Reproduce the data below verbatim, starting at the line containing "Note: in this practice we tag every instance of the tree" and continuing through the last line of the data.

▶ **WORKING DATA**
= = = = =

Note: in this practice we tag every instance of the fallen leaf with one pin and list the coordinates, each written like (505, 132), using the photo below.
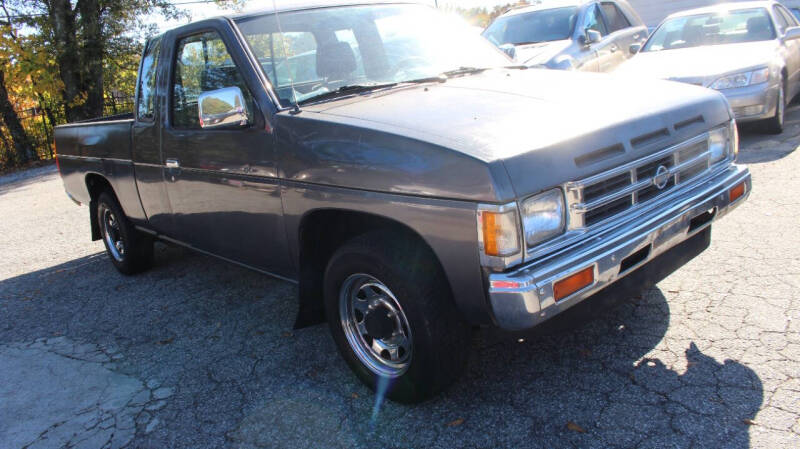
(575, 428)
(165, 341)
(455, 422)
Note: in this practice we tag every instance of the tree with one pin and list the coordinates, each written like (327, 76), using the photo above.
(85, 39)
(22, 145)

= = = = =

▶ **ANSWER BELOW**
Note: in this practice we tag every instance of the tree with one pin and list the coordinates, each written like (327, 76), using the photo above.
(85, 39)
(22, 145)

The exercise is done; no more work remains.